WORK REQUIRED — Copy the lines of the data below word for word, from the line containing "Could you please point to the grass" through the end of the data.

Stored records:
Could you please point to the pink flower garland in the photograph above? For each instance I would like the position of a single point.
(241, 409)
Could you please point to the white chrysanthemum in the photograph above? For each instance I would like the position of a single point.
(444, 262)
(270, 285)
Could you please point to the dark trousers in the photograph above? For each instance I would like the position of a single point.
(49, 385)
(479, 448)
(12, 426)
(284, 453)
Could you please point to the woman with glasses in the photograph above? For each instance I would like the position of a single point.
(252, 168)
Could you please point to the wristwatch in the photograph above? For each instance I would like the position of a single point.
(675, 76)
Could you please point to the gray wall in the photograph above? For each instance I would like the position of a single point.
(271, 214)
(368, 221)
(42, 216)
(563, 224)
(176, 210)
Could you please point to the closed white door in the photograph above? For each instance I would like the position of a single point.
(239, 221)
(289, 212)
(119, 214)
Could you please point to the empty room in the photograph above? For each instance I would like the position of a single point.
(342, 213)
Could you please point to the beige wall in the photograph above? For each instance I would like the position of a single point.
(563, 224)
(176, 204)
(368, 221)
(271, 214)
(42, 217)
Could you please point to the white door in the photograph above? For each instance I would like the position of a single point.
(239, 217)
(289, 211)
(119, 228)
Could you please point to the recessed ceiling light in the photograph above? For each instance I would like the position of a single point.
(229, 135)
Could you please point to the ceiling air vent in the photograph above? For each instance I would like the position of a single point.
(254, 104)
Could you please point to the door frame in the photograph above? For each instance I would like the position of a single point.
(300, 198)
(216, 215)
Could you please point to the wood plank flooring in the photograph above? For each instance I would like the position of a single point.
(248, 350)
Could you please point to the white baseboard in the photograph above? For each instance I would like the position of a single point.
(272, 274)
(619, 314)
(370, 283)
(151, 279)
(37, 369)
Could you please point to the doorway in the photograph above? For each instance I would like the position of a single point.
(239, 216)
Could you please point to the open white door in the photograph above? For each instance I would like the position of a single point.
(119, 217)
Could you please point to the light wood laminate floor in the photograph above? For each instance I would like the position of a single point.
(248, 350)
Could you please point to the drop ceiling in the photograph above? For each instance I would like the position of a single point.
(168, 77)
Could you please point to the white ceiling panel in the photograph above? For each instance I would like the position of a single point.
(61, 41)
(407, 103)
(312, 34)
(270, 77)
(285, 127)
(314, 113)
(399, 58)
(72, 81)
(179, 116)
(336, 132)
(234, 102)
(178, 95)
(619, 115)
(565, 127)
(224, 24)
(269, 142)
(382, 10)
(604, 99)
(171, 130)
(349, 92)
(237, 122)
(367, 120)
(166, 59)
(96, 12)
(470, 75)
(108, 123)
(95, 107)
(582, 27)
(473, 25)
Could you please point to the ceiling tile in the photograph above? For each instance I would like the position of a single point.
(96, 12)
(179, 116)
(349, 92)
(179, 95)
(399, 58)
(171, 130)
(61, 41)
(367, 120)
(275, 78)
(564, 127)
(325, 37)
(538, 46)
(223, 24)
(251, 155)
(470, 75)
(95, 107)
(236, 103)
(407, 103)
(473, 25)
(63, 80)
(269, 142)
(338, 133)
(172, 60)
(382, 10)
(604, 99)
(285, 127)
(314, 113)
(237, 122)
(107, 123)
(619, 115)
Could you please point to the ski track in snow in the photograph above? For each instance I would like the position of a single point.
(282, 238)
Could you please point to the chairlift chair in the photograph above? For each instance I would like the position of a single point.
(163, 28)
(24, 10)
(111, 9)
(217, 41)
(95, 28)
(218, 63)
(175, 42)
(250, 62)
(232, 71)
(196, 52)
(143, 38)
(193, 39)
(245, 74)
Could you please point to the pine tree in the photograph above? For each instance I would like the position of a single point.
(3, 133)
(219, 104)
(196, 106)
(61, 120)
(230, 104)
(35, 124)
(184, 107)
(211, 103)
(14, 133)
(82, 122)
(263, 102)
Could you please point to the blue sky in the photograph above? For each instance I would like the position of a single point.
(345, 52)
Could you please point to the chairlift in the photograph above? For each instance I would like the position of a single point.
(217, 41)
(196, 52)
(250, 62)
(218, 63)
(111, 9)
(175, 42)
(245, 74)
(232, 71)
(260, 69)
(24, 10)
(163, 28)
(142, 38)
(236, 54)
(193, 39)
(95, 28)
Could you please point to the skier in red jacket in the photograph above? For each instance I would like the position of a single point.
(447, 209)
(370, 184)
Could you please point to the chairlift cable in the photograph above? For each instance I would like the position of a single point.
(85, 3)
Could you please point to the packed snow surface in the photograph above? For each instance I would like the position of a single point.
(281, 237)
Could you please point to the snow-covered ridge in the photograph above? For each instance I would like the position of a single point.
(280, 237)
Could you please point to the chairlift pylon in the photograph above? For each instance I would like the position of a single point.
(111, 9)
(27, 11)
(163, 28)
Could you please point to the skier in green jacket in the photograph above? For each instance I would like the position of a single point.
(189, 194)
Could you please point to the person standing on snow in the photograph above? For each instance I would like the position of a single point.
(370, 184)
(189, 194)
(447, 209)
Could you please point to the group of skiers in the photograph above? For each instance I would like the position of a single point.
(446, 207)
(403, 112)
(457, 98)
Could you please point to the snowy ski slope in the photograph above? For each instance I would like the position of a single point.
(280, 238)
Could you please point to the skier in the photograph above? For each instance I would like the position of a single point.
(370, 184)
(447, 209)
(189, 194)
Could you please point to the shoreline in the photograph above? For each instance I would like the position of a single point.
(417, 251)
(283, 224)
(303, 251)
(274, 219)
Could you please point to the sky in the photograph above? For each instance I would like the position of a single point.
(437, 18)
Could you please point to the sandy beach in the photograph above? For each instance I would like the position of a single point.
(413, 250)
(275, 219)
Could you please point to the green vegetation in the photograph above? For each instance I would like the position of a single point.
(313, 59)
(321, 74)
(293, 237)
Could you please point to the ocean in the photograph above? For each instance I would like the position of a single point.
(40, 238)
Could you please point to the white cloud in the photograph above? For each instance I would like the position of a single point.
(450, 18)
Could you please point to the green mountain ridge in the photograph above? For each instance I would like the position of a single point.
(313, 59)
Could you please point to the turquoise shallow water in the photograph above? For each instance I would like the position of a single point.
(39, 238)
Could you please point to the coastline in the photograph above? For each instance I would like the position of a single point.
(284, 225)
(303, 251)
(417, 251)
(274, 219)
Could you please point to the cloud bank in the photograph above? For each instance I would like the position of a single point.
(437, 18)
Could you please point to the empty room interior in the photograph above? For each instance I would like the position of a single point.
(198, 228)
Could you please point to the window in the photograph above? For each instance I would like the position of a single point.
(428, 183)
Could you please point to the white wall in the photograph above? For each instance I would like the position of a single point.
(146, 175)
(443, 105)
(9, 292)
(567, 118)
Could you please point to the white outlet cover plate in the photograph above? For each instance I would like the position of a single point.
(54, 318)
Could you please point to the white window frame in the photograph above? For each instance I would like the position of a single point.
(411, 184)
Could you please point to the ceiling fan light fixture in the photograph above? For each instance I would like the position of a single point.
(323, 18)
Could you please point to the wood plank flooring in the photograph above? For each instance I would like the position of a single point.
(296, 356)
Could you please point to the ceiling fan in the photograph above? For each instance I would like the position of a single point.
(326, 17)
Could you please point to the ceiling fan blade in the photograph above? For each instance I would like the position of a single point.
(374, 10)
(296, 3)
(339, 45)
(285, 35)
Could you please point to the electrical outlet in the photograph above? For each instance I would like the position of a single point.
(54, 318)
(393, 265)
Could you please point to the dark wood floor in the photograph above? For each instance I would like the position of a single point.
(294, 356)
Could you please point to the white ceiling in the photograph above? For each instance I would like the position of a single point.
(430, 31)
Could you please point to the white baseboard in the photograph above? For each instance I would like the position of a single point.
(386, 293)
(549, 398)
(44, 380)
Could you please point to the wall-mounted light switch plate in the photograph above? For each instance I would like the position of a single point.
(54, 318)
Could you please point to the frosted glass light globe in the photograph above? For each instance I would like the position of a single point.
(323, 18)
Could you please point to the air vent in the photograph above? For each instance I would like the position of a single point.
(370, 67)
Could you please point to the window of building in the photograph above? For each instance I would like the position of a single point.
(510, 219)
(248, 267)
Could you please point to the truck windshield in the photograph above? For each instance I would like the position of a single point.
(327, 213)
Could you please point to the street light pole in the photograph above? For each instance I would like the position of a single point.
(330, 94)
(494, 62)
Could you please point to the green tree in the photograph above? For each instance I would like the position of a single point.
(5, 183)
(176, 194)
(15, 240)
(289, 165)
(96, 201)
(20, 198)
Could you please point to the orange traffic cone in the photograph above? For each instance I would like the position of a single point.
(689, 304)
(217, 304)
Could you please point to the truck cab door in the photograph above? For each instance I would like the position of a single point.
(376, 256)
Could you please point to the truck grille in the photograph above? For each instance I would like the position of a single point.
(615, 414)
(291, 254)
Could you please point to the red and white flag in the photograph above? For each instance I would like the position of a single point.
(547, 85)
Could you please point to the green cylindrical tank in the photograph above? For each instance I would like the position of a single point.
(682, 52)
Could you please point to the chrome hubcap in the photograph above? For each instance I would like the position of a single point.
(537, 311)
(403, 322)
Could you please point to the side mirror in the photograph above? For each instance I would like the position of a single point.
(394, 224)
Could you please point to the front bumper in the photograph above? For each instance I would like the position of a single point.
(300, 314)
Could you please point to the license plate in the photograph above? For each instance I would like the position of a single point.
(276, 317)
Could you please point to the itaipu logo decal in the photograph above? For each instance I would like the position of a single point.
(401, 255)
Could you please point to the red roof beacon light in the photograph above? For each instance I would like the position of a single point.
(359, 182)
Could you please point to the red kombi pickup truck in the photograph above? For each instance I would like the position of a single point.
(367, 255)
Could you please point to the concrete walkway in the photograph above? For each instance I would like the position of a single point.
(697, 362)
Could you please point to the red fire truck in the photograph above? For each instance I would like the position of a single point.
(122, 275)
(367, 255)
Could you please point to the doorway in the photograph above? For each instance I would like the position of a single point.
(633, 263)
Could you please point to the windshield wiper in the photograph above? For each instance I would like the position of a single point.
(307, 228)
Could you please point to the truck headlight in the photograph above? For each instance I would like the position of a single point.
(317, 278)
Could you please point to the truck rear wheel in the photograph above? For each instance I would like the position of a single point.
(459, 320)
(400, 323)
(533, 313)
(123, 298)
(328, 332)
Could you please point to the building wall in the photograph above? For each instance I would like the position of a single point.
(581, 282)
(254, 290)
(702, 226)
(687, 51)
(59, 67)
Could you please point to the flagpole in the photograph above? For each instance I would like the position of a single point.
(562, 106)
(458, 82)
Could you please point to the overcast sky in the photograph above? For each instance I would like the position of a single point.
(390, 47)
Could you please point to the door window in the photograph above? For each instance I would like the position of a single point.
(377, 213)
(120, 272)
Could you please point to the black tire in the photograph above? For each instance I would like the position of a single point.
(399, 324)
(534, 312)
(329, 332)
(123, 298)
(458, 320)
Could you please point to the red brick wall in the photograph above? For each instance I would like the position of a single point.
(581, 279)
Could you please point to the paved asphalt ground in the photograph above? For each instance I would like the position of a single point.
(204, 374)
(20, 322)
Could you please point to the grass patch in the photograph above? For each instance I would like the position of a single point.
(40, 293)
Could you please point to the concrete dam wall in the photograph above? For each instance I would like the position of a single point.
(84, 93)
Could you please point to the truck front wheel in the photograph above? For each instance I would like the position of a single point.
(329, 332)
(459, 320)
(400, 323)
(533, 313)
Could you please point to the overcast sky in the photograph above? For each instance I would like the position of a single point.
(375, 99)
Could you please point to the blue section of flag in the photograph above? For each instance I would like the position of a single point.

THE OUTPUT —
Could you please point to the grass patch in the photograph above? For each instance I would like the position of a single point.
(40, 293)
Could you please point to the concrete dam wall in the photograph above? For each instance I would like the position of a single point.
(84, 93)
Could you please point to the truck front wheel in the photograph above? For each instance I would like the position of a single point.
(329, 332)
(459, 320)
(400, 323)
(533, 313)
Could you please point to the overcast sky in the photograph above? For each instance I would like the position of a single point.
(375, 99)
Could you please point to the blue section of flag in the photograph above? For each instance I would like the position of a single point.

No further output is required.